## INPUT RECORDS

▼▼▼

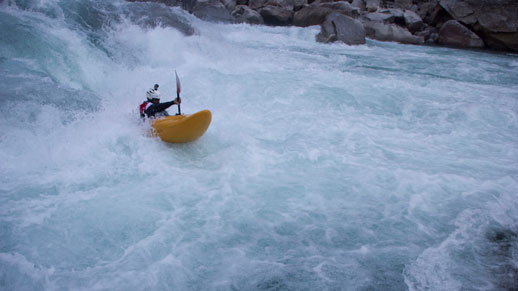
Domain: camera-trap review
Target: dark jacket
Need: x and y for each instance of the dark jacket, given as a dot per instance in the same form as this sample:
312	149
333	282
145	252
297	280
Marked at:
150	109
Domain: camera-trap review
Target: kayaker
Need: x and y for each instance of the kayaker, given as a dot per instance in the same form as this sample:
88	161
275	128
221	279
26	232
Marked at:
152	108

▲▲▲
▼▼▼

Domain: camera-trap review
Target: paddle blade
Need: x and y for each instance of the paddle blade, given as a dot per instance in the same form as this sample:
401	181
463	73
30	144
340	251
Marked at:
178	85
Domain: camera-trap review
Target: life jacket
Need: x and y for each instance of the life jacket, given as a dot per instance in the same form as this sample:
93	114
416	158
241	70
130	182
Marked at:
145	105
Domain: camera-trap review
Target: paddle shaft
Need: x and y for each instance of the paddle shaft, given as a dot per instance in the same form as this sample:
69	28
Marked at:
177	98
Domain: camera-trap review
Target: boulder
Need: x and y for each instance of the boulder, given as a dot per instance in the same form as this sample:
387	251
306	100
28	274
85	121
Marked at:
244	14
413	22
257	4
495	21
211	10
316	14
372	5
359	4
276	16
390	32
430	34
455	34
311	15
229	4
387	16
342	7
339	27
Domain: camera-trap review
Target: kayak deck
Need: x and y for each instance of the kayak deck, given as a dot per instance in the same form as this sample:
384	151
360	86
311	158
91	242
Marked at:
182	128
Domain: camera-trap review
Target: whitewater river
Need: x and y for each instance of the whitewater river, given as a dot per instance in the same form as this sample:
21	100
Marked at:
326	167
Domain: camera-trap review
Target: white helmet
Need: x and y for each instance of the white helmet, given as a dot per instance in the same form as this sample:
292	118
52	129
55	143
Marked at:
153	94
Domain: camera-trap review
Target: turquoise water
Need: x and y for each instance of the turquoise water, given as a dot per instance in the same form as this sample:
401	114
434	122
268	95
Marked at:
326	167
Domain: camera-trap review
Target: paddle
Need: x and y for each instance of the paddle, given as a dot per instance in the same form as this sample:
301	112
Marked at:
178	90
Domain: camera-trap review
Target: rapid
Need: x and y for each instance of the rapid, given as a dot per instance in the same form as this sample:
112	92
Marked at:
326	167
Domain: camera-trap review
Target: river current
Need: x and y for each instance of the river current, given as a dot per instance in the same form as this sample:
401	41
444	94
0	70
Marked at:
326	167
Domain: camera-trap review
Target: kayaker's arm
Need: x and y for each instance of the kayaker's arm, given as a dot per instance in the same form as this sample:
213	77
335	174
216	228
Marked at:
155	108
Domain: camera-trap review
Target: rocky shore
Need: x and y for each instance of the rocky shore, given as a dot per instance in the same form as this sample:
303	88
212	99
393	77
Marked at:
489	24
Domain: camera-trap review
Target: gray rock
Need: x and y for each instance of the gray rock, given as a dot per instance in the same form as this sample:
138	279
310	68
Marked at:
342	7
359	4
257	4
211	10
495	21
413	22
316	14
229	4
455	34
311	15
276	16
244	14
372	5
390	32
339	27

▲▲▲
▼▼▼

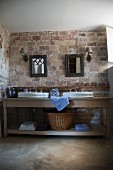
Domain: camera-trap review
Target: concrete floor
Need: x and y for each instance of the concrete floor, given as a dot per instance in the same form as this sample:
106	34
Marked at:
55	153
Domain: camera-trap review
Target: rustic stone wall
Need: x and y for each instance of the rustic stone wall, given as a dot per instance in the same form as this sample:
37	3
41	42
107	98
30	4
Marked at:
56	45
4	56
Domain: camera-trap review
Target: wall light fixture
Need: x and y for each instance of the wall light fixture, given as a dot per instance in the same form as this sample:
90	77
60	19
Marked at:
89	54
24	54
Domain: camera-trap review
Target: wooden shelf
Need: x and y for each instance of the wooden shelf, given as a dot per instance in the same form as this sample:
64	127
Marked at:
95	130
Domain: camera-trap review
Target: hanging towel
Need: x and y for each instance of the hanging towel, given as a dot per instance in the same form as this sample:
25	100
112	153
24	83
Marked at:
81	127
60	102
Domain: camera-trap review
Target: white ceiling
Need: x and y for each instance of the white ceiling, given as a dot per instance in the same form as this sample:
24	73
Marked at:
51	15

▲▲▲

## TASK TO COMPLETE
When a line in the data above contains the string "dark", copy that line.

## REPLY TO THE TASK
Target: dark jacket
Need: x and y for each instance of the dark jacket, given as a dot per instance in the same form as this sample:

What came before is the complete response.